## [Énoncé]
Relevez chaque ligne des entrées ci-dessous qui contient la chaîne « target ». La casse compte.

+-------+

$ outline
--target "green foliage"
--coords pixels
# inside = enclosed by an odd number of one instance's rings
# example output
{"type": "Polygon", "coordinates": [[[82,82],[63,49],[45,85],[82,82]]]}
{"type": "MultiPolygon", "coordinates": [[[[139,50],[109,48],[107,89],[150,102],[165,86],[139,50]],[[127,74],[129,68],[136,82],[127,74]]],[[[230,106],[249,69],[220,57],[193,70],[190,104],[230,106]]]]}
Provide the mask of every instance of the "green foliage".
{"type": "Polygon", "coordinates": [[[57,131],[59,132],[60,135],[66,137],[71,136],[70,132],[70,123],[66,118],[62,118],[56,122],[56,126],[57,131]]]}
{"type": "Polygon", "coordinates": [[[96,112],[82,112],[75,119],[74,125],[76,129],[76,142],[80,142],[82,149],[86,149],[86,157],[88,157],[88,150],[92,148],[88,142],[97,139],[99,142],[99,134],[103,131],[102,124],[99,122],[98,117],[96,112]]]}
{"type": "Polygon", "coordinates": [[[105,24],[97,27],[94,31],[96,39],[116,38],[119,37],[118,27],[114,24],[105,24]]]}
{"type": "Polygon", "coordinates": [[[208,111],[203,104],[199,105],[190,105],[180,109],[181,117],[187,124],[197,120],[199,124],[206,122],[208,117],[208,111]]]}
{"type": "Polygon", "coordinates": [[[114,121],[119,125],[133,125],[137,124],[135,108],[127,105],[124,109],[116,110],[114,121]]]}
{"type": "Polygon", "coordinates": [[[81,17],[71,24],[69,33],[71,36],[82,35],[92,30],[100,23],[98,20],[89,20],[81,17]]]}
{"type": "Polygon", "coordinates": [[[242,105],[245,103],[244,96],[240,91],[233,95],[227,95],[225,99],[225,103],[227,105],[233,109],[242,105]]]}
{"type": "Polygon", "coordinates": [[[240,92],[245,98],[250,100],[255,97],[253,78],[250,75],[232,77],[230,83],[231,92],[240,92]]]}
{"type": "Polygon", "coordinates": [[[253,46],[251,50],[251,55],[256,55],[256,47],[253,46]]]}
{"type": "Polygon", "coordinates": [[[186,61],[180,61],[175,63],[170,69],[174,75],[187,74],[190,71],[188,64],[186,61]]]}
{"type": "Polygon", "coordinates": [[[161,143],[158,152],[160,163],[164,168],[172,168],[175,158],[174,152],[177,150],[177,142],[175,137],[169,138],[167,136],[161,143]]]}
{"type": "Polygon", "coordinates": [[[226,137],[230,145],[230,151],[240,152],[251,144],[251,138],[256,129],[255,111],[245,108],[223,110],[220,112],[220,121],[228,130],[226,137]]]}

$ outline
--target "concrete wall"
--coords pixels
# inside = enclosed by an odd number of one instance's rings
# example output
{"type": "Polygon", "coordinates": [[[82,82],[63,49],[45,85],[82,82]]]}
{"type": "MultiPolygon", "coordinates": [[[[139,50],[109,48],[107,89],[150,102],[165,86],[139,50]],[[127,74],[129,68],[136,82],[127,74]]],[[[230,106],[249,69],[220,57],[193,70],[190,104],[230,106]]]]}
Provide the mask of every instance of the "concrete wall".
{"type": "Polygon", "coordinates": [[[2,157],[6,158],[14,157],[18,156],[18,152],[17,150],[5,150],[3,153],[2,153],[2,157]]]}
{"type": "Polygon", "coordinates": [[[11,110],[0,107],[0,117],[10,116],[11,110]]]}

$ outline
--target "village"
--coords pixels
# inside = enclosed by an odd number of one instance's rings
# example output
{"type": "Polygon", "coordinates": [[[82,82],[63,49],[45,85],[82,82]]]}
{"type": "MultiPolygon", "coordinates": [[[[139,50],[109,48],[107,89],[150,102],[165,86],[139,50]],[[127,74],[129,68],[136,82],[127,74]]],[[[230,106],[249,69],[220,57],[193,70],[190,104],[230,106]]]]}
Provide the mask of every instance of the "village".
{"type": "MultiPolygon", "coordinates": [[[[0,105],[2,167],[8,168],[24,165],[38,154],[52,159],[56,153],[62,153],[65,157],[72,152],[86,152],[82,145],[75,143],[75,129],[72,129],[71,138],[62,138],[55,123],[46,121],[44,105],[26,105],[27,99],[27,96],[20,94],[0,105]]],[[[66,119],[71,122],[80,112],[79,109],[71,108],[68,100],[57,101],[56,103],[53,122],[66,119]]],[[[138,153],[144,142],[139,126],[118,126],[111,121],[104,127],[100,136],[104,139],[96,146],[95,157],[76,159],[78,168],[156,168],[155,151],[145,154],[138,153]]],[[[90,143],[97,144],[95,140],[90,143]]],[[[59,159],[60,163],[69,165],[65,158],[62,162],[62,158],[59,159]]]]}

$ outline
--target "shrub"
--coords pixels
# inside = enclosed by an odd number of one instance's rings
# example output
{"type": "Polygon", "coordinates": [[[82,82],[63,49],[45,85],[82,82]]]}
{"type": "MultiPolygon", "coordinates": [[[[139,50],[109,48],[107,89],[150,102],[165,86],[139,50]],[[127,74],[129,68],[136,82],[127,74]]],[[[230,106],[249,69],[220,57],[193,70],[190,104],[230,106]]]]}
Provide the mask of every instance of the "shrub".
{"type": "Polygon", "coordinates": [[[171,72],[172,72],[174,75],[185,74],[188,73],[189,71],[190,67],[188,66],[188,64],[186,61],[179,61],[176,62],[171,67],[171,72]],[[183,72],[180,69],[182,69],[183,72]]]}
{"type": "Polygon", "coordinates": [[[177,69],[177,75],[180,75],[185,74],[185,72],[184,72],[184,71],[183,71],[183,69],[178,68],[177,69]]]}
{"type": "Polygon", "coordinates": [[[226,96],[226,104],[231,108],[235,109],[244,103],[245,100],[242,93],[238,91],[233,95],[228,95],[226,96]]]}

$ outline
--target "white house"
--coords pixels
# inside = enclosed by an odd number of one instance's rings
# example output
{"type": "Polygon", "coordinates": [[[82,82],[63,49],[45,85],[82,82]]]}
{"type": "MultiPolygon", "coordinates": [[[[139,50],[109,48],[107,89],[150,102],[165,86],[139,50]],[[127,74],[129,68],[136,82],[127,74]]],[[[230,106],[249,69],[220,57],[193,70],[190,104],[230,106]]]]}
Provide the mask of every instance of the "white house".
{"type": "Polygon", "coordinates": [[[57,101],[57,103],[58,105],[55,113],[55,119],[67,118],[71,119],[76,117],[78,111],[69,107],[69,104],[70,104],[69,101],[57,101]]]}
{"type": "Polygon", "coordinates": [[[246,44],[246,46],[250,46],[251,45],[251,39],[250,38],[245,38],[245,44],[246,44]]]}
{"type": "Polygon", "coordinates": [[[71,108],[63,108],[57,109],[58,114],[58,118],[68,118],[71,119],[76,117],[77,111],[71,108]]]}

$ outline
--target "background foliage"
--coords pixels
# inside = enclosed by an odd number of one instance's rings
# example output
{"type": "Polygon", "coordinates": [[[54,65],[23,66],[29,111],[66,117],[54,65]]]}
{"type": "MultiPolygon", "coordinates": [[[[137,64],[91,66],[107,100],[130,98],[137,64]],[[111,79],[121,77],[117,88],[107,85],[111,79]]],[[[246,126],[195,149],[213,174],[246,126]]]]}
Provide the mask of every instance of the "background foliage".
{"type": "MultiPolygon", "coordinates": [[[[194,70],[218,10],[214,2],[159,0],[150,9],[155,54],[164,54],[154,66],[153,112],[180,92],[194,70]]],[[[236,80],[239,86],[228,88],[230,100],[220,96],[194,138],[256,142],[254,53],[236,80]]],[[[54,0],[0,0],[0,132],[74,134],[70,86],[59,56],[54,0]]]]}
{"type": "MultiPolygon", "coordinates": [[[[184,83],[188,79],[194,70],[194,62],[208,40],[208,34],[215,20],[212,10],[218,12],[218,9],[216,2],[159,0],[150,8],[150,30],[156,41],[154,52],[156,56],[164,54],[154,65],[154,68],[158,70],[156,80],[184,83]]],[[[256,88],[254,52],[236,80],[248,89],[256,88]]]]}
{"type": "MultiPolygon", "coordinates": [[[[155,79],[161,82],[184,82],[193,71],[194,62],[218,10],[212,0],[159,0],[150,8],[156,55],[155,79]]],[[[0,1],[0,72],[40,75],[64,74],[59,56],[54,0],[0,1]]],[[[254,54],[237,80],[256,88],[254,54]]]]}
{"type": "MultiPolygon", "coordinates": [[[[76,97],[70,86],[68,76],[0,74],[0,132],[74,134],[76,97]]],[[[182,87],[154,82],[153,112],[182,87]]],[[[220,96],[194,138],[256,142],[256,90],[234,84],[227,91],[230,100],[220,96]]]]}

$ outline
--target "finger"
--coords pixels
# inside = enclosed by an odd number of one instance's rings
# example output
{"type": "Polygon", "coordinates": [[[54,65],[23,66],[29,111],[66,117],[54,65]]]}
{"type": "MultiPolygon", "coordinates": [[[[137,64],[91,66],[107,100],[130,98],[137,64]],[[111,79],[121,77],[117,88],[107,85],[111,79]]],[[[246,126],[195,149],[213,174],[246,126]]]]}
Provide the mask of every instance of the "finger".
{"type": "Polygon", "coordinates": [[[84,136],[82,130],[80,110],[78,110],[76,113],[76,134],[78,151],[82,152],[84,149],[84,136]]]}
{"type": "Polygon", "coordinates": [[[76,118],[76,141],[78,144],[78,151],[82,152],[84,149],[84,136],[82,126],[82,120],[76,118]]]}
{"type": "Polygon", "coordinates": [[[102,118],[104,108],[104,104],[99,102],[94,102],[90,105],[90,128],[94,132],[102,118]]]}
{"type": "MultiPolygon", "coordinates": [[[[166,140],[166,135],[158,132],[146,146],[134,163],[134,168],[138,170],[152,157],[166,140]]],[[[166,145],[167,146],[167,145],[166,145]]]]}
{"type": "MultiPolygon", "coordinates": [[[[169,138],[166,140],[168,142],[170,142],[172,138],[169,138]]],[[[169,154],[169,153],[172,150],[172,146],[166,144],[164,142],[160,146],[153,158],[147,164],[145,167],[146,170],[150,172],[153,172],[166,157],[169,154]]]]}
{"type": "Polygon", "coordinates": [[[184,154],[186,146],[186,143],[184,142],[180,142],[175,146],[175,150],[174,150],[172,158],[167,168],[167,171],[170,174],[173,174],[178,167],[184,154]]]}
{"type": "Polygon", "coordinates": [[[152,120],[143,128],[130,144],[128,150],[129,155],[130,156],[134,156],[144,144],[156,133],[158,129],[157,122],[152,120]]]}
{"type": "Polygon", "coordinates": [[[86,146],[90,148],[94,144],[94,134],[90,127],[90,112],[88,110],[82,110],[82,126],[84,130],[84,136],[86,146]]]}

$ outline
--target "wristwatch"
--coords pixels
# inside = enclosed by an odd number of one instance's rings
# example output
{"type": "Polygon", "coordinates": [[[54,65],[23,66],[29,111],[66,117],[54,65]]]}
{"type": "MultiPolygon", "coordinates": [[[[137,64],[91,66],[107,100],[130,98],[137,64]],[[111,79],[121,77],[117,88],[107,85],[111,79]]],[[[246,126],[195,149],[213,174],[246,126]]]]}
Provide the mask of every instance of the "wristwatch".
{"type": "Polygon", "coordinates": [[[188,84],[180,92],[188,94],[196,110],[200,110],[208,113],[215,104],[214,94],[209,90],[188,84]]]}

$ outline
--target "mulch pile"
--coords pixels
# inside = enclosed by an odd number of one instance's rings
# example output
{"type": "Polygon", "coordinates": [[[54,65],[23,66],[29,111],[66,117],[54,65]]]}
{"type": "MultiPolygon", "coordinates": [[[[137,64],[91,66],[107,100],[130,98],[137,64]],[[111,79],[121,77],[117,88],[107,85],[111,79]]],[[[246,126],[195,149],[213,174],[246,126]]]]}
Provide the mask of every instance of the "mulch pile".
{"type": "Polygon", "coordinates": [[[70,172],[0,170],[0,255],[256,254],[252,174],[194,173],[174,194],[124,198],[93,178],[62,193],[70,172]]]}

+-------+

## [Corrigé rédigé]
--target "green foliage"
--target "concrete wall"
--target "village"
--target "shrub"
--target "white house"
--target "background foliage"
--target "finger"
--target "wristwatch"
--target "mulch pile"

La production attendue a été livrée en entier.